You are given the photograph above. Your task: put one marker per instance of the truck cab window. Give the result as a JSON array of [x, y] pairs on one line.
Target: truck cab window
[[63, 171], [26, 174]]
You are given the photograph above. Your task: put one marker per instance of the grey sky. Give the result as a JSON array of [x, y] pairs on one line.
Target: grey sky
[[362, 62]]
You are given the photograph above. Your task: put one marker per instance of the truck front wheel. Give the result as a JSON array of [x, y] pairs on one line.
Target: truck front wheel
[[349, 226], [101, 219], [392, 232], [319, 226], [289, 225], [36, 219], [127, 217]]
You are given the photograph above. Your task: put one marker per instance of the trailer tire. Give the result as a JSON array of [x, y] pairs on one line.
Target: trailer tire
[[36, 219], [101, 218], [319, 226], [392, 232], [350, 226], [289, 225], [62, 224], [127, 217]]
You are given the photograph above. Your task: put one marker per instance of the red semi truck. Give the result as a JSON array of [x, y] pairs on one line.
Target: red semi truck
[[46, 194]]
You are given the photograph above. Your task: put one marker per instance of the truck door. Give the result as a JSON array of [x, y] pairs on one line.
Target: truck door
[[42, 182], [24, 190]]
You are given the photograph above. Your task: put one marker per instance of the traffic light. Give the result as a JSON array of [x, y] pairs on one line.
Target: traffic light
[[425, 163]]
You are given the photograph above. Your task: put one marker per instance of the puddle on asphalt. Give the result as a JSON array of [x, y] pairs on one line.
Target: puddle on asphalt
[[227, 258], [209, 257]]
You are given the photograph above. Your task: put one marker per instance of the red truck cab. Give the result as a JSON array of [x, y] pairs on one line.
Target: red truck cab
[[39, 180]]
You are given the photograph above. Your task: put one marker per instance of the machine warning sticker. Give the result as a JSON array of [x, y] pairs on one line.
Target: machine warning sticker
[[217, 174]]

- _YOUR INSTRUCTIONS_:
No line should appear in the answer except those from the one containing "Target: grey sky" through the last line of the listing, each retyped exactly.

- _THE COMPLETED TASK_:
Target: grey sky
[[362, 62]]
You are given the photograph above. Your task: put one marker per instance of the truck front wheel. Give the result as a JSON array of [x, y] pairs on one line.
Target: truck front wheel
[[349, 226], [101, 219], [392, 232], [319, 226], [289, 225], [36, 219], [127, 217]]
You are given the photograph above. Your task: put one marker per instance of the trailer tire. Give the result as a JSON array of [x, y] pairs on one line.
Target: trailer tire
[[36, 219], [101, 218], [319, 226], [392, 232], [350, 226], [289, 225], [62, 224], [127, 217]]
You are given the photograph above. Your task: put one marker per instance of the red semi truck. Give the result as a JSON array of [x, y] pairs on one line.
Target: red semi truck
[[46, 194]]
You are given the photograph above. Your task: put one marker per instance of the truck door. Give the result as a JSON array of [x, y] pairs on one line.
Target: truck door
[[42, 182], [24, 190]]
You are given the photograph above. Your task: put one marker per instance of the traffic light. Give the result as a JSON array of [x, y] pairs on one line.
Target: traffic light
[[425, 163]]
You are given the photograph above. Your task: put one marker per instance of the puddle on asphalt. Give the result as a JSON array of [x, y] pairs on one line.
Target: puddle on asphalt
[[227, 258], [209, 257]]
You are given the photograph above. Your task: put one marker per instance of the red truck cab. Give the result as a JSON array of [x, y] pairs on one line.
Target: red truck cab
[[39, 180]]
You are given the photograph above. Your task: put one marker per instance of the machine warning sticker. Give the result as a JSON array of [x, y] pairs on one line.
Target: machine warning sticker
[[217, 174]]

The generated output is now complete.